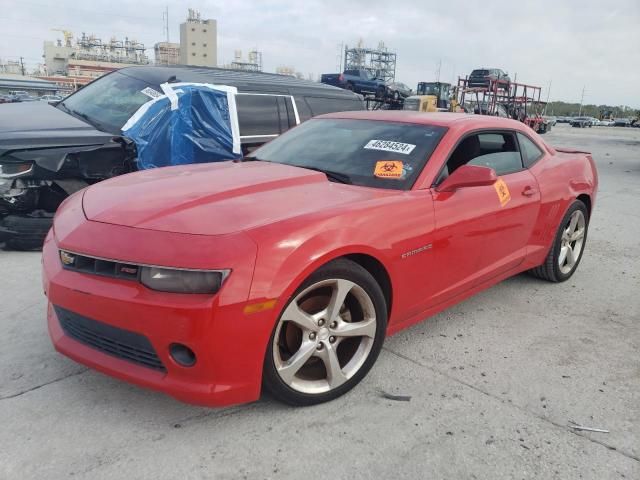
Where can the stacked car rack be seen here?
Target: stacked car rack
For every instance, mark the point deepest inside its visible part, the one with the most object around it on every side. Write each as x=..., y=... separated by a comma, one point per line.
x=518, y=101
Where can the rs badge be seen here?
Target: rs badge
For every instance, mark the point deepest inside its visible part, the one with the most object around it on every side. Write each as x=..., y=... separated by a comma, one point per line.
x=503, y=192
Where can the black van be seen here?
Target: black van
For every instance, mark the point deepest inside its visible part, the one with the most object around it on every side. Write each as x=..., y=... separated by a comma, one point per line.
x=48, y=153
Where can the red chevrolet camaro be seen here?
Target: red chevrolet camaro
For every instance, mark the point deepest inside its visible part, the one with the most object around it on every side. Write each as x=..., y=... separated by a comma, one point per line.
x=288, y=269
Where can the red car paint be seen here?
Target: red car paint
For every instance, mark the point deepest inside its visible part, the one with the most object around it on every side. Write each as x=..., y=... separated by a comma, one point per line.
x=273, y=225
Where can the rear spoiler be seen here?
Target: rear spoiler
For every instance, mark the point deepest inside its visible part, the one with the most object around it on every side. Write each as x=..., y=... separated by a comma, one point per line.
x=570, y=150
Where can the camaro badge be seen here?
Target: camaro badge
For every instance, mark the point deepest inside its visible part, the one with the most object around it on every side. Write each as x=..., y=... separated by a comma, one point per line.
x=388, y=169
x=410, y=253
x=503, y=192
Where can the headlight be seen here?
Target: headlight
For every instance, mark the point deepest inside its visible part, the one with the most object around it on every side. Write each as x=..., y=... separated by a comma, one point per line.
x=182, y=281
x=11, y=170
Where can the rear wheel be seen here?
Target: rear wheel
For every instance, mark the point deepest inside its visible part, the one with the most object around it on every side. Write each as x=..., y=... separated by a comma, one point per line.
x=568, y=246
x=327, y=337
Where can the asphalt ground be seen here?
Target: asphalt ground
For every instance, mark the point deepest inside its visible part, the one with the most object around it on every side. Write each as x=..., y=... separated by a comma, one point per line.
x=493, y=382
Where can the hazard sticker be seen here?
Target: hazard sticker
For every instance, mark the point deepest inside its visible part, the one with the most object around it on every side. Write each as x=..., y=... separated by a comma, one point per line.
x=388, y=169
x=503, y=192
x=389, y=146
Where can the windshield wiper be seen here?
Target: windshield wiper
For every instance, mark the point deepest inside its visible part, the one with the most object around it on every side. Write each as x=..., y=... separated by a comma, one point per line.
x=331, y=175
x=81, y=115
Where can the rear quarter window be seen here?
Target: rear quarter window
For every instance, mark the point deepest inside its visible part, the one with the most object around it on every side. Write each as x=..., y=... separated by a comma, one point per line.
x=322, y=105
x=258, y=114
x=530, y=151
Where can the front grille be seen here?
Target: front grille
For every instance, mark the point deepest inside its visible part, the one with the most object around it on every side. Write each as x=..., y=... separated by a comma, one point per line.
x=98, y=266
x=117, y=342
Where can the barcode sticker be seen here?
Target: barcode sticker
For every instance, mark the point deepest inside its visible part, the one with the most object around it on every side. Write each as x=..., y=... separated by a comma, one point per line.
x=389, y=146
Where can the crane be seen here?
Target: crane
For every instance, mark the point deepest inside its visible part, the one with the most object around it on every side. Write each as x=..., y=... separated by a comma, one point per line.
x=68, y=36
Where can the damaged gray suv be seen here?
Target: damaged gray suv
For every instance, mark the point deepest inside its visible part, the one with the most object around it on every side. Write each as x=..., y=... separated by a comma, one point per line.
x=49, y=152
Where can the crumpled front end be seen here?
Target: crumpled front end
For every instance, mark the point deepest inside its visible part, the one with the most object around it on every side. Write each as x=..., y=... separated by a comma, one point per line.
x=34, y=182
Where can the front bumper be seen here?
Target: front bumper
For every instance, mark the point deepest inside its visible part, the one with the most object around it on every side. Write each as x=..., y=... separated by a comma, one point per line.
x=229, y=345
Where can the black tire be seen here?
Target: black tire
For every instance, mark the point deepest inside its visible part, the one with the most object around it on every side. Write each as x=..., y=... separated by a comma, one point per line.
x=550, y=270
x=337, y=269
x=25, y=232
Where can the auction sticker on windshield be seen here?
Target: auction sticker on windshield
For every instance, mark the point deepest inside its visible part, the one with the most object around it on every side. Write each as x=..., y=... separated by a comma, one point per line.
x=388, y=169
x=389, y=146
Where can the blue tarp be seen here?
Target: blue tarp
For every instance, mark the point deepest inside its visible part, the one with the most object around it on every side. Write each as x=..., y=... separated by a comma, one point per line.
x=189, y=123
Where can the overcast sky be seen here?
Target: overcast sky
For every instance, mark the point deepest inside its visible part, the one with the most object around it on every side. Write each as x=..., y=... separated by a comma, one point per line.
x=570, y=44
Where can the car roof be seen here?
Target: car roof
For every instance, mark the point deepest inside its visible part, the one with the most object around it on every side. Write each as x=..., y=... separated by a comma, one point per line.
x=443, y=119
x=243, y=80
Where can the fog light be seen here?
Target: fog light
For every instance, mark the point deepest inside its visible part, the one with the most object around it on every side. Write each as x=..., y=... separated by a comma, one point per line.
x=182, y=355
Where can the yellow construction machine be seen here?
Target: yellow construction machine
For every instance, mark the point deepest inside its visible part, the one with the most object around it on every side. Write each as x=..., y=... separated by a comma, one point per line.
x=433, y=97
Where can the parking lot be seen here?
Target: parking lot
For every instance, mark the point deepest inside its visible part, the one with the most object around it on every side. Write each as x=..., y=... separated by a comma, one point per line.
x=493, y=382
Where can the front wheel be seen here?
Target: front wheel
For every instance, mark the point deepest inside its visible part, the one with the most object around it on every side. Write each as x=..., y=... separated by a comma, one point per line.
x=328, y=336
x=568, y=246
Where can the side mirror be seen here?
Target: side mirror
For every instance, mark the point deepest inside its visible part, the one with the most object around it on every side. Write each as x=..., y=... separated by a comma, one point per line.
x=468, y=176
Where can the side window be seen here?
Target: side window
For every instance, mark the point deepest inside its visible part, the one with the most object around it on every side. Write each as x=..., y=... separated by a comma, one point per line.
x=530, y=151
x=320, y=105
x=303, y=109
x=291, y=116
x=282, y=115
x=494, y=150
x=258, y=115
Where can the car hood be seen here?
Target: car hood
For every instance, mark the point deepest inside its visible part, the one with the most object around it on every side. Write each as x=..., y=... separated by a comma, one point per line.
x=218, y=198
x=38, y=125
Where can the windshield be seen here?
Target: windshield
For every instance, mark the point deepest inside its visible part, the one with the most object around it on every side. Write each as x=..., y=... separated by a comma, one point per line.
x=109, y=101
x=368, y=153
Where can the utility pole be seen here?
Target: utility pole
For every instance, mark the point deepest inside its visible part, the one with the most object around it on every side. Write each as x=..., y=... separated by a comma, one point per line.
x=548, y=93
x=166, y=19
x=581, y=101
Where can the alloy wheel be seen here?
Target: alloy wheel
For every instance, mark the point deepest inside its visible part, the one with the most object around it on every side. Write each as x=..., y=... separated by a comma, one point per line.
x=324, y=336
x=572, y=242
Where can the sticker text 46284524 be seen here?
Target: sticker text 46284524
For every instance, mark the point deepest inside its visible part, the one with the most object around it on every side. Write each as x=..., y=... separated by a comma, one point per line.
x=389, y=146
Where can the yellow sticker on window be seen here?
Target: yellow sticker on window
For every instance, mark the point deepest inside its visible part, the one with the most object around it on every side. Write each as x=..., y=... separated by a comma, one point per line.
x=503, y=192
x=388, y=169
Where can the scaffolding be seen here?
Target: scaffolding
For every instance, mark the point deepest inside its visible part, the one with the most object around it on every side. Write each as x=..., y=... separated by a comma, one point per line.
x=90, y=47
x=379, y=62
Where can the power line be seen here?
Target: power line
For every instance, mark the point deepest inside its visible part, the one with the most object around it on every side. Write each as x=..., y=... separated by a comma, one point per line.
x=75, y=10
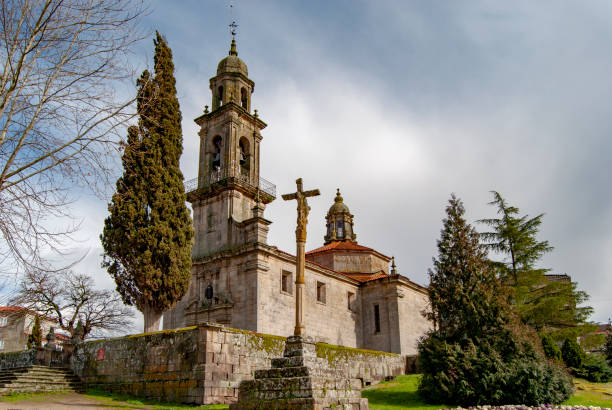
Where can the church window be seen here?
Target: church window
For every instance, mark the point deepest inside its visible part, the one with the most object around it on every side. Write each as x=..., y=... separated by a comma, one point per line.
x=210, y=221
x=244, y=99
x=286, y=282
x=216, y=163
x=376, y=319
x=320, y=292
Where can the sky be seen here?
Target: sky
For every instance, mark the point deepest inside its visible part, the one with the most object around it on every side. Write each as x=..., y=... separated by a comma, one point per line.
x=401, y=103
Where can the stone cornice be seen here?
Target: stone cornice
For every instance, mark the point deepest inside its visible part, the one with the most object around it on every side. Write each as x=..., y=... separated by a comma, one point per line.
x=231, y=106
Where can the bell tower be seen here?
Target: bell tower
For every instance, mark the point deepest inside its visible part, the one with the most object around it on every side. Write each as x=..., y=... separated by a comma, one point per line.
x=229, y=187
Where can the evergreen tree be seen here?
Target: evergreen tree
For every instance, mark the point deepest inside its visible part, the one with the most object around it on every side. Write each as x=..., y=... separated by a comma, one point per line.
x=477, y=353
x=572, y=353
x=551, y=350
x=552, y=306
x=35, y=338
x=147, y=237
x=608, y=348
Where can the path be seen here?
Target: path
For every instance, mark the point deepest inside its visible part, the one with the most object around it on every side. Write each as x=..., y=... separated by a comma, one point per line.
x=65, y=401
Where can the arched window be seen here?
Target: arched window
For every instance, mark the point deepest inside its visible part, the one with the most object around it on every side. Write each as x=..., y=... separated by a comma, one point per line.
x=243, y=98
x=216, y=153
x=244, y=152
x=220, y=95
x=339, y=229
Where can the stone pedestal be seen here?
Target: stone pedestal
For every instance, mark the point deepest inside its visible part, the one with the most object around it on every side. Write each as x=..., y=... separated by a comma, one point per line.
x=300, y=380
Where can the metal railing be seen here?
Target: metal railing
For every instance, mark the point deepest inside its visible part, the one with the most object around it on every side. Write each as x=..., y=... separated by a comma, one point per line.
x=223, y=173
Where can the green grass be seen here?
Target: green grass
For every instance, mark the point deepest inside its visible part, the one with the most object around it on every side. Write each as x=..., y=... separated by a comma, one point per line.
x=136, y=402
x=26, y=396
x=591, y=394
x=401, y=393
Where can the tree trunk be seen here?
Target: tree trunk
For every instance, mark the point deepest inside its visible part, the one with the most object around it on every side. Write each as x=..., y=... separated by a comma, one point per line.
x=152, y=318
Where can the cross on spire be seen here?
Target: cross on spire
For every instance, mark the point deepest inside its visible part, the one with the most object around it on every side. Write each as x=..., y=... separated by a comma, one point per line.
x=233, y=26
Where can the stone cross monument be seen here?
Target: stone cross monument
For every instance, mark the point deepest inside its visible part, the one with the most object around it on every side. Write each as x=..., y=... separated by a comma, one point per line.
x=300, y=241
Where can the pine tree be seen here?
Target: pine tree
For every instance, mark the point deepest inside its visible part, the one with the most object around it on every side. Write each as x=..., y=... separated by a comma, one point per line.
x=147, y=237
x=551, y=350
x=551, y=306
x=35, y=338
x=477, y=353
x=608, y=348
x=463, y=288
x=572, y=353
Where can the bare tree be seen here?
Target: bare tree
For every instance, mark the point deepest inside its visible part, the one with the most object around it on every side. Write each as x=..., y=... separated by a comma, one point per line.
x=61, y=65
x=70, y=297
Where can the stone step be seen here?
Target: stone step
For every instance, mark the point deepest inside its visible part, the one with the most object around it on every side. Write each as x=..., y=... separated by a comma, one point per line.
x=37, y=369
x=303, y=404
x=38, y=378
x=299, y=371
x=298, y=361
x=299, y=387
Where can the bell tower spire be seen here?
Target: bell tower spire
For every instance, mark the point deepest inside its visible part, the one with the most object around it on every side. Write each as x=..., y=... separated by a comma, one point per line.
x=228, y=182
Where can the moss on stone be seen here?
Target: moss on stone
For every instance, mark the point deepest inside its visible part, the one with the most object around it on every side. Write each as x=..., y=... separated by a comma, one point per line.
x=159, y=332
x=333, y=353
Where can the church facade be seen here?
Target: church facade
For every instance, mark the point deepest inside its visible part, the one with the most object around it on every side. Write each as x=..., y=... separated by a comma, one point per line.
x=352, y=298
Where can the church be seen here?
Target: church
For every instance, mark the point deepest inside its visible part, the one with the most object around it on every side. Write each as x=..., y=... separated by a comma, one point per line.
x=352, y=296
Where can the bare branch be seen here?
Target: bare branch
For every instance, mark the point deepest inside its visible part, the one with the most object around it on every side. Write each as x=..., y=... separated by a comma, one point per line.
x=69, y=298
x=62, y=113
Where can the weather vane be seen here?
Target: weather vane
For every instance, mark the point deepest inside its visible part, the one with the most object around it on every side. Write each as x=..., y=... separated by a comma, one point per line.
x=233, y=26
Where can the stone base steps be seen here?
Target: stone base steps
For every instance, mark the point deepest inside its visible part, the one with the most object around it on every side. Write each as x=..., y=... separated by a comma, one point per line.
x=300, y=380
x=38, y=379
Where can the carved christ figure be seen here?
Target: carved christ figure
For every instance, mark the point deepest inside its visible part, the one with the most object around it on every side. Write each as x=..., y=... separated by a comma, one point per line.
x=302, y=208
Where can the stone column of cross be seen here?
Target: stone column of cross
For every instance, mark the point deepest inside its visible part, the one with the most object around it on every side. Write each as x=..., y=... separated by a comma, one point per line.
x=300, y=241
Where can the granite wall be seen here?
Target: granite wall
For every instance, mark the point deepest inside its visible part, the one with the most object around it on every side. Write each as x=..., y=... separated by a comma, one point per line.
x=205, y=364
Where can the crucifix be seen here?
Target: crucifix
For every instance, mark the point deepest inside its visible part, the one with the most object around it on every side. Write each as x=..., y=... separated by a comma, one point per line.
x=300, y=241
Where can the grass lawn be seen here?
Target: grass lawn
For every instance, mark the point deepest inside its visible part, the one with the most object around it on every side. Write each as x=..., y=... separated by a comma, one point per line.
x=140, y=403
x=401, y=393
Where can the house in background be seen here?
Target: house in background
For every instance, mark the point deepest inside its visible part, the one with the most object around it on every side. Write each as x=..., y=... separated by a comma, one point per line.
x=16, y=326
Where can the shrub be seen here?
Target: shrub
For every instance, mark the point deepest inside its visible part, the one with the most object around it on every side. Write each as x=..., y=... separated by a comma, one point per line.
x=608, y=348
x=479, y=374
x=595, y=369
x=551, y=350
x=572, y=354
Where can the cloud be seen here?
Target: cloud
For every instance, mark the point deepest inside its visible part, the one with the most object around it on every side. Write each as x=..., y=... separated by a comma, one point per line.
x=399, y=104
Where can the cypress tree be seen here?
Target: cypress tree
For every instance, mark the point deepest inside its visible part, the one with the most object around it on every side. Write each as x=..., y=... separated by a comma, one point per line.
x=547, y=306
x=35, y=338
x=477, y=353
x=148, y=235
x=608, y=348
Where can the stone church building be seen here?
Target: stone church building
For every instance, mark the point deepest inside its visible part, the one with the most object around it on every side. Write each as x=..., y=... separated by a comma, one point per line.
x=238, y=279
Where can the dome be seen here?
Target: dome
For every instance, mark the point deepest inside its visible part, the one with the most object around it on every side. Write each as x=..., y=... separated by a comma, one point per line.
x=339, y=222
x=232, y=64
x=338, y=207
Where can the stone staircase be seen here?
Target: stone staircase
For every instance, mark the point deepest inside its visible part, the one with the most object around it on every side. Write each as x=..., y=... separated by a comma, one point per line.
x=38, y=379
x=300, y=381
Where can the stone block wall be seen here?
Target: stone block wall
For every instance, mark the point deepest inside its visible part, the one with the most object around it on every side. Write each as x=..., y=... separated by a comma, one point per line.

-=-=-

TASK PROMPT — Check each line of the entries above for the word "cloud". List the ones that have it.

OUTPUT OF THE TASK —
Where can the cloud be seen here?
Target: cloud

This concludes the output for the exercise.